§ **SELECTED EXCERPT**
>>>>

However, WCAG 3.0 allows for holistic tests as well as the more content/atomic testing that has been the focus so far. It might be that readability as tested by participants could be an additional form of testing on top of the atomic / automatic testing.

Yes, and I already included a "Standard Observer Model" in SAPC for making these kinds of evaluations. The problem with reading speed is that it is tied into cognitive and neurological processing. As a result it requires a large sample size. Then add that conducting such a study for evaluating reading speed requires trained observers under laboratory conditions.

Otherwise it is no better than guesswork, and therefore notwithstanding.

But as far as other test types, we have already identified important user needs which indicate the kinds of testing or evaluations needed. From Fall 2019:

Screen Shot 2019-10-01 at 1 24 34 PM

As you can see, yes, I do believe there can be more and different forms of testing.

"Reading speed" is an attempt to test "readability" listed here in the "comprehensive function tests" row, but fails in practicality and further does not achieve a solution to the user needs because (among other things) user needs for readability are frequently in direct conflict on a per user basis.

<<<<

§ **INFORMATION PROVIDED**

>>>>

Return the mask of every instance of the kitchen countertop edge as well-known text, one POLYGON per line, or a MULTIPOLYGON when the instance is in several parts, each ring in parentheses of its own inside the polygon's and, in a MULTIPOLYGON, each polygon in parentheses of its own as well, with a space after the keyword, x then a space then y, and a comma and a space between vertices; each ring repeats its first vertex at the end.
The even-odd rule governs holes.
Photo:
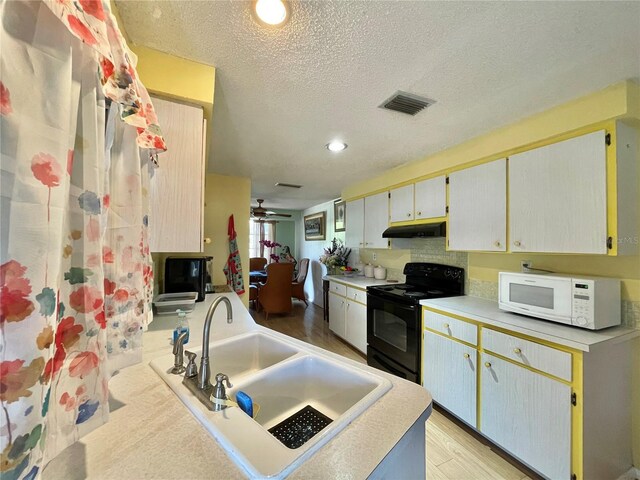
POLYGON ((468 295, 421 300, 420 305, 584 352, 640 336, 640 330, 625 326, 593 331, 530 318, 500 310, 494 300, 468 295))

<<<<

§ **INSTRUCTION 1**
Name every phrase that the excerpt on readability testing sets inside quotation marks.
§ **INSTRUCTION 2**
Copy from the excerpt on readability testing the passage that begins at the words "However, WCAG 3.0" and stops after "atomic / automatic testing.".

§ **EXERCISE SOLUTION 1**
- Standard Observer Model
- Reading speed
- readability
- comprehensive function tests

§ **EXERCISE SOLUTION 2**
However, WCAG 3.0 allows for holistic tests as well as the more content/atomic testing that has been the focus so far. It might be that readability as tested by participants could be an additional form of testing on top of the atomic / automatic testing.